How to complete this task:
Can you quote the Chemosphere article below from "Publication details" to "(print) 1879-1298 (web)", word for word?

Chemosphere
- Discipline: Environmental chemistry
- Language: English
- Edited by: Jacob de Boer, Willie Peijnenburg, Yeomin Yoon

Publication details
- History: 1972–present
- Publisher: Elsevier
- Frequency: Biweekly
- Impact factor: Removed (2024)

Standard abbreviations
- ISO 4: Chemosphere

Indexing
- CODEN: CMSHAF
- ISSN: 0045-6535 (print) 1879-1298 (web)
- LCCN: 72622992
- OCLC no.: 795935924

Links
- Journal homepage; Online access; Online archive;

= Chemosphere (journal) =

Chemosphere is a biweekly peer-reviewed scientific journal published since 1972 by Elsevier and covering environmental chemistry.

In July 2023, the journal was put on hold in the Web of Science Master Journal List due to quality concerns. By May 2024, the journal had marked more than 60 papers with expressions of concern, typically citing "unusual changes" of authorship prior to publication and "potential undisclosed conflicts of interest" by reviewers and handling editors. In December 16, 2024, Web of Science delisted the journal.

This followed an incident in which the journal published a paper claiming that household products made of black plastic contained dangerous amount of toxic chemicals, leading to the media warning readers to throw away black plastic products. However, the study was found to have a math error in calculating the reference dose for a 60 kg adult, which made the abundance of BDE-209, a toxic flame retardant found in the plastic appear to exceed U.S. limits (the estimated daily dose of the flame retardant was not questioned or corrected). The authors later published a correction note, while claiming the error "does not affect the overall conclusion of the paper."

==Editors-in-chief==
The following persons are or have been editor-in-chief:
- 2020–2024: Jacob de Boer (Vrije Universiteit Amsterdam) and Shane Snyder (University of Arizona)
- 2024–present: Jacob de Boer, Willie Peijnenburg (Leiden University), and Yeomin Yoon (Ewha Womans University)

==Abstracting and indexing==
The journal is abstracted and indexed in:

- Biological Abstracts
- BIOSIS Previews
- CAB Abstracts
- Chemical Abstracts Service
- Current Contents/Agriculture, Biology & Environmental Sciences
- EBSCO databases
- Ei Compendex
- Food Science and Technology Abstracts
- GEOBASE
- Index Medicus/MEDLINE/PubMed
- Science Citation Index Expanded
- Scopus
- The Zoological Record

According to the Journal Citation Reports, the journal has a 2023 impact factor of 8.1.

Information shown:
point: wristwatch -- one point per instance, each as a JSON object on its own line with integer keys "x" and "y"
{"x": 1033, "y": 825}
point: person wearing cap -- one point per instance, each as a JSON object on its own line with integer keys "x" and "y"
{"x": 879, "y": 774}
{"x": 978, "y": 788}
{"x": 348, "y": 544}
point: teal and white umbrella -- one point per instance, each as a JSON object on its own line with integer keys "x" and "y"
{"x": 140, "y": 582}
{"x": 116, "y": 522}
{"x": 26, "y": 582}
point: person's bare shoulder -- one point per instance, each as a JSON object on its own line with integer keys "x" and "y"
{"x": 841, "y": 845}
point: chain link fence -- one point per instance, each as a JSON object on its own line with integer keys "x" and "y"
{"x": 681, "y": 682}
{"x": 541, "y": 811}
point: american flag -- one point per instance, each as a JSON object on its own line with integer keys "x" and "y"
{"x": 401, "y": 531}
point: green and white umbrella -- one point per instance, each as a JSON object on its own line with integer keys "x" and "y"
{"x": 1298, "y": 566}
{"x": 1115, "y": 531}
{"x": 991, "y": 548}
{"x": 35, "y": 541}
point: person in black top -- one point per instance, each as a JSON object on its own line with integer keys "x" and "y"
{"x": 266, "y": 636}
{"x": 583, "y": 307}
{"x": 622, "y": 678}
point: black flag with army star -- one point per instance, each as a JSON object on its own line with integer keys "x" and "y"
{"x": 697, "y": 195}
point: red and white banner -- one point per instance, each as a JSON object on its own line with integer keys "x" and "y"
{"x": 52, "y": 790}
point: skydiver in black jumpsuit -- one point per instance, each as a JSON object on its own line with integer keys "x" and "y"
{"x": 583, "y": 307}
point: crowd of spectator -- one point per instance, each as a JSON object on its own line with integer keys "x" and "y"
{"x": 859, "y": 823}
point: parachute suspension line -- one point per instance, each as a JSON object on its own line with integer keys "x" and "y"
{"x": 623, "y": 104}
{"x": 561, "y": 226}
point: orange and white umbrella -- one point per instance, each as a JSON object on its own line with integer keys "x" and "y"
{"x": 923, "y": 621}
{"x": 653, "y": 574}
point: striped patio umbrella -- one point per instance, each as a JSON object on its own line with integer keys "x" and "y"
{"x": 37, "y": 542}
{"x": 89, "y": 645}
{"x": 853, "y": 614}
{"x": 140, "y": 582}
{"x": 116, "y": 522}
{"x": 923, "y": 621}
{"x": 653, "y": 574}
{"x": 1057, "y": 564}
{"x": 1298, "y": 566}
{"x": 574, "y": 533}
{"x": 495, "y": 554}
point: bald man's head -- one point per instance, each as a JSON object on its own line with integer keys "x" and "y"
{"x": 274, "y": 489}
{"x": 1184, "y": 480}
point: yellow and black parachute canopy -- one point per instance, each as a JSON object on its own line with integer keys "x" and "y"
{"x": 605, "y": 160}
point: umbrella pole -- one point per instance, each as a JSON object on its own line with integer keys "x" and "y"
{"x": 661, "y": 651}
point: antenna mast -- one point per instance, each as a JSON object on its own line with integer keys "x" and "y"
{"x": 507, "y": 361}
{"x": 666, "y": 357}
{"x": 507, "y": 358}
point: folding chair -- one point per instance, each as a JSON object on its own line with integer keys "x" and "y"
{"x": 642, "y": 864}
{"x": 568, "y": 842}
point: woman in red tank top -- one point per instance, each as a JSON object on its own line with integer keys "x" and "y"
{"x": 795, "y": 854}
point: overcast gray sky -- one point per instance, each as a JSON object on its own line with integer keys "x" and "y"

Answer area:
Publication details
- History: 1972–present
- Publisher: Elsevier
- Frequency: Biweekly
- Impact factor: Removed (2024)

Standard abbreviations
- ISO 4: Chemosphere

Indexing
- CODEN: CMSHAF
- ISSN: 0045-6535 (print) 1879-1298 (web)